• _Provided text_
# # #

I don't remember how it happened exactly, but one day, this past March, my world collided with something/someone very very special. I remember stopping and staring and taking a deep breath and giggling a little inside, knowing immediately that I had found a treasure.
Her name is Lori Portka and she brings magic to life through her playful, beautiful, filled with color and life paintings. And here's the thing, she is just the most lovely person. You can tell by looking at her photo (bottom of page) that she is pure goodness. Though we have yet to meet in person (that just has to happen someday), Lori & i have had some beautiful exchanges (through email & via our blogs).
What a pleasure it is to have found you & your artwork, Lori. And such an honor to have you here today. You truly make this world a happier, more beautiful place.
By Lori Portka
I was in my early 30's and I just lost my husband and my job.
And I was moving.
And, I was literally out of money.
I remember thinking that every day I needed to get up, get myself outside and walk the dog, take a shower, put on a little make-up and wear only clothes that I loved. My husband left me, making it nearly impossible to believe that I was anything other than entirely un-lovable. But I knew, deep down somewhere, that wasn’t true.
Every Thursday I went to a local Al-Anon meeting. I showed up scared, confused, and unable to contribute anything other than tears. I sat in the circle and cried, and people sat with me and held the space while I cried, without offering advice. And they told me they were glad I was there. And they told me to keep coming back. And I felt loved and cared for and heart-broken and lost, all at the same time.

# # #

• _Instructions to follow_
In the text, Lori Portka recalls what she needed to do every day. List each of those daily actions.

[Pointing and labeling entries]
# # #

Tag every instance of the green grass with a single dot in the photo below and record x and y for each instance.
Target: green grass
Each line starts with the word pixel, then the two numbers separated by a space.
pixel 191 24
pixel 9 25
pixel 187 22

# # #

• _Output of the exercise_
- Get up
- Get outside and walk the dog
- Take a shower
- Put on a little make-up
- Wear only clothes she loved